Texto base ▸

Era dueño de un kiosco de chuches que atendía muy a su pesar y porque no le quedaba otra opción, a sus más de sesenta, y a cargo de lo que él denominaba un kiosco de mierda, solía repetir casi a diario su monólogo contra la infancia. Sí, aunque suene insólito Antonio había construido un relato que hubiese hecho las delicias de cualquier dramaturgo, tenía dotes histriónicas y una agraciada amargura para narrar lo que sentía o lo que pensaba. Comenzaba y terminaba su monólogo siempre con la misma frase: "los niños  son las peores criaturas que Dios puso sobre la tierra".

En ese momento mi bar de pueblo -como por arte de magia-  se transformaba en un virtual escenario, con una puesta minimalista de un solo actor en escena con las luces y miradas oportunas focalizadas en su cara. Un par de contertulios haciendo las veces de público, y un actor que no sabe que es actor, evocando desde un rictus de amargura pronunciado, único, intransferible:

-Esos pequeños terroristas me han hecho muchas putadas a lo largo de mi vida, un día casi me incendian el kiosco, me tiraron petardos al techo, agitaron la caseta conmigo dentro, me robaron caramelos, piruletas y helados hasta la humillación- Antonio sabía de pausas, de silencios, de cómo levantar la vista al techo y girar su copa de vino para atraer la atención- Pero tengo que trabajar con ellos, de nada sirve quejarme a sus padres, sólo consigo que me pongan de vuelta y media, como si no supiesen quiénes son sus hijos. Por desgracia vivo de ellos, no puedo ignorarlos.

La animadversión de Antonio hacia los infantes había llegado al punto de no mencionarlos, se refería a los niños como a ellos, sin poder siquiera nombrarlos. Luego describía el alivio que suponía llegar a su casa, cerrar la puerta y no tener que continuar escuchándolos. Nadie se atrevía a contradecirlo, creo que el relato cautivaba a cualquiera, entre surrealista y dramático, superaba cualquier tipo de reparo moral, ése hombre estaba padeciendo a los niños, pero al mismo tiempo no podía prescindir de lo que representaba su medio de subsistencia.

No sólo sufría a los niños actuales, también miraba con recelo a los pasados, se notaba cuando algún treintañero se acercaba a la barra e intentaba invitarle a una copa. Antonio no sólo la rechazaba, si no que, además, dejaba caer por lo bajo algo así como que "tu no sabes lo que era éste de crío, no había quién lo aguantase".

La última vez que me lo crucé iba solo -como de costumbre- y yo de la mano con mi hijo de cuatro años, Antonio se detuvo a saludarme y le regaló un helado a mi niño. No sé si lo hizo para congraciarse conmigo, ya que siempre nos llevamos bien -posiblemente porque no llegó a conocerme de niña- pero lo cierto es que a mi hijo le encantó el helado y Antonio incluso tuvo el gesto de sonreirle. No sé si fue una sonrisa auténtica o fingida, ya que de simulaciones sabe, pero apostaría por lo primero.

Creo que lo de perderse detrás de la ventanilla de un kiosco de chuces no era el mejor destino para Antonio. Podría haber sido un monologuista del teatro under ground, aunque siempre repitiese la misma pieza, haciendo siempre de sí mismo, auto parodiándose, quedándose en un mero estereotipo al uso. Eso es lo de menos, lo suyo era el teatro, contaría por lo menos con la compañía y el reconocimiento de su público. Eso sí, un público de adultos.

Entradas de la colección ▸
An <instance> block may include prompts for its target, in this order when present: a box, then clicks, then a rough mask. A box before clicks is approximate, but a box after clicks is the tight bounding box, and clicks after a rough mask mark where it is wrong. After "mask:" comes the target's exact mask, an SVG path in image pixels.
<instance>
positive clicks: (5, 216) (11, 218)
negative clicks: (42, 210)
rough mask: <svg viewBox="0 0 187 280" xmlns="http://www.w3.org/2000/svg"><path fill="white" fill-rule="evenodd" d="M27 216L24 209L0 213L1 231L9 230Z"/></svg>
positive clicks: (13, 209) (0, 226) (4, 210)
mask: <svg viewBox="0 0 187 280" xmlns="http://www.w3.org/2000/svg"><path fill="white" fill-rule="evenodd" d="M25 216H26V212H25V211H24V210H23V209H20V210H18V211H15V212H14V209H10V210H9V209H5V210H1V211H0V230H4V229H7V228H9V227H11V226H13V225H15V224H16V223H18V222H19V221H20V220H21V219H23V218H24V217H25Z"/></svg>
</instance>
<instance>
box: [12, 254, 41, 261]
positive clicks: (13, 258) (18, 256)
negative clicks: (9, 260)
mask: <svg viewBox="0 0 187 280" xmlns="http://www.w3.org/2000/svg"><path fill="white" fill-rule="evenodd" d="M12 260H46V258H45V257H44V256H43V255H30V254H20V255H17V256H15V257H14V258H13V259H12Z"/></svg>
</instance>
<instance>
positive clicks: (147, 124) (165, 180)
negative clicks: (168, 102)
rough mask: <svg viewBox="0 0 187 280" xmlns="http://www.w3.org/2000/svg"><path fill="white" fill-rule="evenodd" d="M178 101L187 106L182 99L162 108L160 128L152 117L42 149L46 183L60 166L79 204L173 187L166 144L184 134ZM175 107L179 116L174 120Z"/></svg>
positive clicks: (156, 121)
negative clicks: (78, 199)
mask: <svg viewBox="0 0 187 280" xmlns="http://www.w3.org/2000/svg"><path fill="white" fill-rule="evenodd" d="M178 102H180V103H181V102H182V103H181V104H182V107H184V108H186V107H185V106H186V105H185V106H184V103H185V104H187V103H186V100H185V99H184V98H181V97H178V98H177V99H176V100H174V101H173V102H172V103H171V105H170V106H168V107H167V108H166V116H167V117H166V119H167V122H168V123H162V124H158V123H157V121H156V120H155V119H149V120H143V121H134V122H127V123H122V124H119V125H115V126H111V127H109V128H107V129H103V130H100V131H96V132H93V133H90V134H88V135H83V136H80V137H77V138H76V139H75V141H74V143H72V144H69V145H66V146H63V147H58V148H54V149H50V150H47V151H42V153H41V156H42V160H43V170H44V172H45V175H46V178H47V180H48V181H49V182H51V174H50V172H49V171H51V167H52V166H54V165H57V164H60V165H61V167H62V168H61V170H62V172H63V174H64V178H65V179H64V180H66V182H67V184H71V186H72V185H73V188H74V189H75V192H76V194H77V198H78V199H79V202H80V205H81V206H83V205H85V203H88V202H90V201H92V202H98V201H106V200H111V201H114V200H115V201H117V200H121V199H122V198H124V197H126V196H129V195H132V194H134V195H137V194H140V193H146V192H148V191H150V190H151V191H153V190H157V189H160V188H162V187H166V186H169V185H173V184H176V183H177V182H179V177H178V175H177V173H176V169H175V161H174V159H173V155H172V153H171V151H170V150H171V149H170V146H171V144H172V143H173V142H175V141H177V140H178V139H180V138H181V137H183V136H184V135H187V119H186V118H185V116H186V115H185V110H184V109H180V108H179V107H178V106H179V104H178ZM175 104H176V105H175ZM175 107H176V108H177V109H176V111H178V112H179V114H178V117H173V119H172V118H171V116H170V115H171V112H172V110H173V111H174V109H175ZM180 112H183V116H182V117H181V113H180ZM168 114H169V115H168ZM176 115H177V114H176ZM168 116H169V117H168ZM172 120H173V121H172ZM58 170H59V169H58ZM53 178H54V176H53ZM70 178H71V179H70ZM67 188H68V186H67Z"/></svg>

Tareas pendientes ▸
(1) Copia de nuevo el fragmento del relato que empieza con las palabras "-Esos pequeños terroristas" y acaba con "no puedo ignorarlos.", y cambia "petardos" por "cohetes".
(2) En el relato, ¿con qué frase comenzaba y terminaba siempre Antonio su monólogo?
Los ítems no hacen falta aquí.

Respuestas ▸
(1)
-Esos pequeños terroristas me han hecho muchas putadas a lo largo de mi vida, un día casi me incendian el kiosco, me tiraron cohetes al techo, agitaron la caseta conmigo dentro, me robaron caramelos, piruletas y helados hasta la humillación- Antonio sabía de pausas, de silencios, de cómo levantar la vista al techo y girar su copa de vino para atraer la atención- Pero tengo que trabajar con ellos, de nada sirve quejarme a sus padres, sólo consigo que me pongan de vuelta y media, como si no supiesen quiénes son sus hijos. Por desgracia vivo de ellos, no puedo ignorarlos.

(2) Con la frase "los niños son las peores criaturas que Dios puso sobre la tierra".